Given entries Block Start

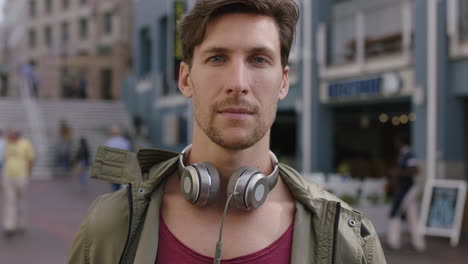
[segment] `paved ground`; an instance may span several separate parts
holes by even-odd
[[[382,243],[385,241],[385,233],[388,225],[389,206],[379,208],[359,208],[374,224],[380,234]],[[389,264],[468,264],[468,233],[460,238],[460,244],[456,248],[450,246],[449,238],[426,237],[427,250],[418,253],[411,247],[408,234],[408,225],[403,223],[402,249],[399,251],[387,250],[384,246],[385,256]]]
[[[87,193],[75,179],[33,182],[28,193],[29,229],[24,236],[0,237],[0,263],[66,263],[73,235],[91,202],[109,190],[107,183],[90,181]],[[2,214],[0,202],[0,216]],[[385,223],[379,212],[369,212],[376,227]],[[383,214],[382,214],[383,215]],[[407,239],[406,239],[407,240]],[[468,234],[457,248],[446,238],[427,238],[428,250],[417,253],[405,243],[400,251],[386,251],[389,264],[468,264]],[[103,263],[106,264],[106,263]]]
[[[418,253],[412,249],[409,237],[399,251],[385,250],[388,264],[467,264],[468,235],[463,235],[456,248],[450,246],[448,238],[426,237],[427,250]]]
[[[75,179],[33,182],[29,186],[29,228],[24,236],[0,237],[0,263],[66,263],[74,233],[91,202],[110,190],[107,183],[90,180],[80,192]],[[0,215],[3,213],[0,203]]]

Given entries Block End

§ Assigned task
Word for word, repeat each record above; leave out every picture.

§ Answer space
[segment] `paved ground`; an instance may span several separate parts
holes by even-odd
[[[382,243],[385,241],[385,233],[388,225],[389,206],[379,208],[359,208],[374,224],[380,234]],[[389,264],[468,264],[468,233],[460,238],[460,244],[456,248],[450,246],[449,238],[426,237],[427,250],[418,253],[411,247],[408,234],[408,225],[403,223],[402,249],[399,251],[387,250],[384,246],[385,256]]]
[[[87,193],[75,179],[33,182],[28,193],[29,229],[24,236],[0,237],[0,263],[66,263],[73,235],[91,202],[109,190],[107,183],[90,181]],[[2,214],[0,202],[0,216]],[[385,223],[379,212],[369,212],[376,227]],[[383,214],[382,214],[383,215]],[[407,239],[406,239],[407,240]],[[468,234],[457,248],[446,238],[427,238],[428,250],[417,253],[405,243],[400,251],[386,251],[389,264],[468,264]],[[103,263],[106,264],[106,263]]]
[[[418,253],[412,249],[409,237],[399,251],[385,250],[388,264],[467,264],[468,235],[463,235],[456,248],[450,246],[448,238],[426,237],[427,250]]]
[[[75,179],[33,182],[29,186],[29,228],[24,236],[0,237],[0,263],[66,263],[74,233],[91,202],[110,190],[107,183],[90,180],[80,192]],[[0,215],[3,213],[0,203]]]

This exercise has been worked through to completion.